Copy the lines of the listing between the line holding "Please spot the pedestrian" and the line holding "point(23, 212)", inclusive. Add -34 to each number in the answer point coordinates, and keep the request text and its sample point unchanged.

+ + + + + + +

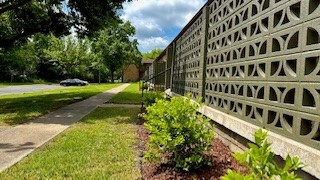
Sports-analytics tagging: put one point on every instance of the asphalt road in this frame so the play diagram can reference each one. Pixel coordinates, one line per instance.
(20, 89)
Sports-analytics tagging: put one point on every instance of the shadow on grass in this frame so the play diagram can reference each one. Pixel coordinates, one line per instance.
(19, 110)
(127, 98)
(116, 115)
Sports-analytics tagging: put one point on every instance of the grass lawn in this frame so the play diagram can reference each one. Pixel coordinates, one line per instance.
(100, 146)
(2, 84)
(20, 108)
(131, 94)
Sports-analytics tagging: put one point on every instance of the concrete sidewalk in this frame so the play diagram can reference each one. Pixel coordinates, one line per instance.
(19, 141)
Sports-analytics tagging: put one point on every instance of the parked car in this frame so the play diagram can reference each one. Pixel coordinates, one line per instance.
(73, 82)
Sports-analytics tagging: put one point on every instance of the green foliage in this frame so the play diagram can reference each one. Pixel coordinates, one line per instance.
(177, 129)
(153, 54)
(20, 19)
(115, 48)
(260, 161)
(150, 98)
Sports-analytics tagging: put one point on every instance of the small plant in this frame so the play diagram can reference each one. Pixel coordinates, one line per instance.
(178, 130)
(260, 161)
(150, 97)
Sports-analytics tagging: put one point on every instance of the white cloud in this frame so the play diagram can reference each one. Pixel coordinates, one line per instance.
(156, 18)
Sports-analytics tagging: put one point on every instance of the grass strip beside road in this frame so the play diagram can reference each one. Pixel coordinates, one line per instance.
(131, 95)
(20, 108)
(100, 146)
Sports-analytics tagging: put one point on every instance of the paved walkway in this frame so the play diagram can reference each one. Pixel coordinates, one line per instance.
(19, 141)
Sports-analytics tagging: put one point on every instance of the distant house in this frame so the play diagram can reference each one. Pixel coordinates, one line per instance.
(132, 73)
(144, 66)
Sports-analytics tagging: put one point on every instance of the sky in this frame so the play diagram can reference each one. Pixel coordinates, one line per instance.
(158, 22)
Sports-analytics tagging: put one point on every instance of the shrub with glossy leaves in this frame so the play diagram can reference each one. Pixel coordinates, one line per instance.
(260, 161)
(177, 129)
(150, 97)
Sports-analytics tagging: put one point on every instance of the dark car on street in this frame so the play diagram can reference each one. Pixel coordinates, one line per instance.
(73, 82)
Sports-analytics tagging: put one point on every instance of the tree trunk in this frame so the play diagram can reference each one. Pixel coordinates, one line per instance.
(112, 80)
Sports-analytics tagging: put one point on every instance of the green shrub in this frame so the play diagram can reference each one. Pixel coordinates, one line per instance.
(178, 130)
(260, 161)
(149, 98)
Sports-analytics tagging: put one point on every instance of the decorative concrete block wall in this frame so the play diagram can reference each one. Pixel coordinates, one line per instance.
(257, 60)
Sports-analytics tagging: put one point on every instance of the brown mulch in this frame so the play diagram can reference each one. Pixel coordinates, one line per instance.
(220, 156)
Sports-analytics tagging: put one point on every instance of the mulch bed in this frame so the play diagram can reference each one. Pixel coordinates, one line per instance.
(220, 156)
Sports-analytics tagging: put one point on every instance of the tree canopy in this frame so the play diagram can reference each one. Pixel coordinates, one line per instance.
(115, 47)
(19, 19)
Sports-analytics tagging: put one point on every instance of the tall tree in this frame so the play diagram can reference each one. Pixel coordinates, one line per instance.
(115, 47)
(19, 19)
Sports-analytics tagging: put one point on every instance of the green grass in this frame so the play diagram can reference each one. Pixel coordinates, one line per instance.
(17, 109)
(131, 95)
(3, 84)
(100, 146)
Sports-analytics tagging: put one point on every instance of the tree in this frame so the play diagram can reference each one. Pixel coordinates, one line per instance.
(115, 47)
(19, 61)
(153, 54)
(19, 19)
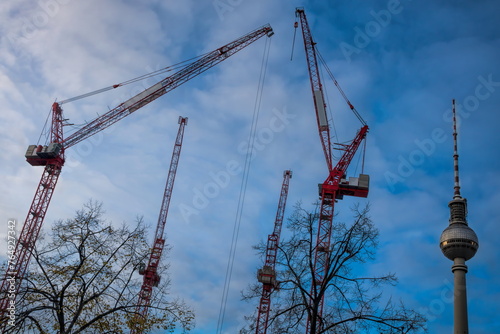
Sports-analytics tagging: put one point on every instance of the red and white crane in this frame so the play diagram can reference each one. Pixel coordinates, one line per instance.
(151, 277)
(336, 185)
(52, 155)
(267, 275)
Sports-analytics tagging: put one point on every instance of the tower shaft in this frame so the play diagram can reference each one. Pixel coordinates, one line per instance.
(458, 243)
(461, 322)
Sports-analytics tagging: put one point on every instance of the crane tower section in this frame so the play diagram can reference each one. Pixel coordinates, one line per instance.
(151, 278)
(267, 275)
(336, 185)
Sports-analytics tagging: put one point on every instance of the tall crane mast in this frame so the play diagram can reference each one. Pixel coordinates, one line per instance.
(267, 275)
(151, 277)
(52, 155)
(335, 186)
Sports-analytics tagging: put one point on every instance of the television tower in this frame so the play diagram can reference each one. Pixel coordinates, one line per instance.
(458, 243)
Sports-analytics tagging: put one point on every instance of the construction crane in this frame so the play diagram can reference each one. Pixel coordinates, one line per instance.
(51, 156)
(267, 275)
(336, 186)
(150, 272)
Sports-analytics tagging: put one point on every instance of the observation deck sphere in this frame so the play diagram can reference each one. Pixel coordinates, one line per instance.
(458, 241)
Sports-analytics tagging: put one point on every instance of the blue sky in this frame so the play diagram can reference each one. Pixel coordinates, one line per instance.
(400, 63)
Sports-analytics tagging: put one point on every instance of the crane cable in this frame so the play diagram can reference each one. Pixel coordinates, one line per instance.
(322, 60)
(139, 78)
(243, 186)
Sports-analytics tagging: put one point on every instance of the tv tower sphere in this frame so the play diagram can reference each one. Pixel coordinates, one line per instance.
(458, 240)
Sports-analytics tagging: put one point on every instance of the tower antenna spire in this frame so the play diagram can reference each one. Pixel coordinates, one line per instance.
(455, 153)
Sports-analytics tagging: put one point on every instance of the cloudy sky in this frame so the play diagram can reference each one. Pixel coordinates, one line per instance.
(400, 62)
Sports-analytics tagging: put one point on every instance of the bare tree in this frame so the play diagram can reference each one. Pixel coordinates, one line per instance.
(84, 280)
(353, 302)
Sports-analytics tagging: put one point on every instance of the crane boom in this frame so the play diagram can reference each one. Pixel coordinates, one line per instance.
(267, 275)
(166, 85)
(52, 156)
(333, 188)
(151, 277)
(316, 87)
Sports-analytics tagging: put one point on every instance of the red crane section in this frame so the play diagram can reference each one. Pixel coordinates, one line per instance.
(316, 87)
(151, 276)
(52, 155)
(335, 186)
(267, 275)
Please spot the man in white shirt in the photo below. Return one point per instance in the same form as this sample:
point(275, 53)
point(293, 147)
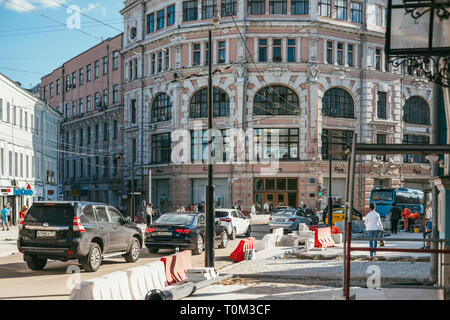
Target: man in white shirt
point(374, 227)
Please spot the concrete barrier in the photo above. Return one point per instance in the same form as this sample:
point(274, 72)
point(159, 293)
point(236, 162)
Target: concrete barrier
point(267, 242)
point(118, 283)
point(93, 289)
point(137, 279)
point(158, 275)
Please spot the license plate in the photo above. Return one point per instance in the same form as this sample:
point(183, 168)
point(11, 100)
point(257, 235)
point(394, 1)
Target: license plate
point(45, 234)
point(164, 233)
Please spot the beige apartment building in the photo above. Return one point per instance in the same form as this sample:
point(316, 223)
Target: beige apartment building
point(87, 90)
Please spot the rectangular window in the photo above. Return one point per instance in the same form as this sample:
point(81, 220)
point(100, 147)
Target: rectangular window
point(170, 15)
point(105, 97)
point(378, 59)
point(160, 20)
point(276, 50)
point(340, 53)
point(88, 103)
point(324, 8)
point(209, 7)
point(341, 9)
point(335, 140)
point(278, 6)
point(228, 8)
point(105, 65)
point(256, 7)
point(262, 50)
point(330, 52)
point(96, 69)
point(299, 7)
point(288, 143)
point(196, 54)
point(81, 76)
point(81, 105)
point(150, 23)
point(350, 54)
point(88, 72)
point(161, 148)
point(221, 54)
point(190, 10)
point(133, 111)
point(115, 60)
point(356, 12)
point(381, 105)
point(115, 93)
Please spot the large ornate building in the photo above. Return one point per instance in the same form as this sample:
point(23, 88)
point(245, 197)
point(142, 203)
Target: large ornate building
point(87, 90)
point(312, 72)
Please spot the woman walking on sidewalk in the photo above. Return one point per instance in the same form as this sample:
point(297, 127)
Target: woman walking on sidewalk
point(374, 227)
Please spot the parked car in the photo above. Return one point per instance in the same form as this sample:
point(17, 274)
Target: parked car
point(288, 219)
point(182, 230)
point(278, 209)
point(234, 221)
point(310, 214)
point(69, 230)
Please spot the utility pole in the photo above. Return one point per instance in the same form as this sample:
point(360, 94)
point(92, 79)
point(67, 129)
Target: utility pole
point(210, 230)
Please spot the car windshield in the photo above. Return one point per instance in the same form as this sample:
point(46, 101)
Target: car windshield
point(222, 214)
point(173, 218)
point(52, 214)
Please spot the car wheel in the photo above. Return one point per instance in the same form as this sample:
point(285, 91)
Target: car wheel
point(224, 240)
point(35, 263)
point(135, 250)
point(249, 231)
point(93, 260)
point(199, 245)
point(233, 234)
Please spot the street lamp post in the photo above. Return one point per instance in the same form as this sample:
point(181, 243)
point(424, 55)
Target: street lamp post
point(210, 216)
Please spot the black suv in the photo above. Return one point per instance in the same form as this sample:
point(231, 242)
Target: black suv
point(69, 230)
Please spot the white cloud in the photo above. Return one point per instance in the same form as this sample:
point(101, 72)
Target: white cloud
point(29, 5)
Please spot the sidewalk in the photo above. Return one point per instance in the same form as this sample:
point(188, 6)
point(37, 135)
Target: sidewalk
point(8, 241)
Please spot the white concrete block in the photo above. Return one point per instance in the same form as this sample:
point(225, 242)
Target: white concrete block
point(118, 283)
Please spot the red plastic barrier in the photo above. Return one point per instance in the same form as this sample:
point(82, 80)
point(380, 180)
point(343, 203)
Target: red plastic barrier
point(239, 253)
point(168, 261)
point(180, 263)
point(335, 230)
point(322, 238)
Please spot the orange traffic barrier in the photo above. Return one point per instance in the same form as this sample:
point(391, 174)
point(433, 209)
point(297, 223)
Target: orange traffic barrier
point(180, 263)
point(322, 238)
point(239, 253)
point(168, 260)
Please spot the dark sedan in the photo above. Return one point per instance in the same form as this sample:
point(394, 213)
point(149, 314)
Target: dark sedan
point(182, 230)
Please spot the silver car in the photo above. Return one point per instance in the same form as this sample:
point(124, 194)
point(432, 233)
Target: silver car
point(288, 219)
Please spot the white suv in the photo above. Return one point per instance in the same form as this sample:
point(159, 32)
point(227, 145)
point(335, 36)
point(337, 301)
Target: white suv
point(234, 221)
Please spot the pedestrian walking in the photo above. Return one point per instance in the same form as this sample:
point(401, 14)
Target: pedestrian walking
point(374, 227)
point(395, 215)
point(4, 214)
point(149, 213)
point(23, 212)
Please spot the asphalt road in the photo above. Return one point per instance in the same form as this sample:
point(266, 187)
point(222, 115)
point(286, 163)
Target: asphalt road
point(56, 281)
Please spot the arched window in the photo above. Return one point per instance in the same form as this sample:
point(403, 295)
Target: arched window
point(337, 103)
point(221, 104)
point(161, 108)
point(416, 111)
point(275, 100)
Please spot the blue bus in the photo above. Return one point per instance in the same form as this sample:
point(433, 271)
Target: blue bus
point(403, 197)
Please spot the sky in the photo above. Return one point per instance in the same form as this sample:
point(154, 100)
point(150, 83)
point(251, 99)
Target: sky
point(38, 36)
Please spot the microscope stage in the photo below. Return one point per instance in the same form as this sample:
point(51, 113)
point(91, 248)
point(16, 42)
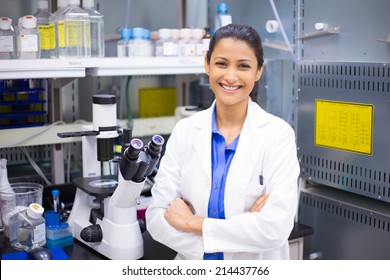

+ + + + + + +

> **Response for this exercise**
Please spot the pedestrian walking in the photo above. Return one point per instance in the same form as this sample:
point(401, 14)
Target: pedestrian walking
point(340, 193)
point(361, 181)
point(-30, 180)
point(115, 179)
point(-11, 178)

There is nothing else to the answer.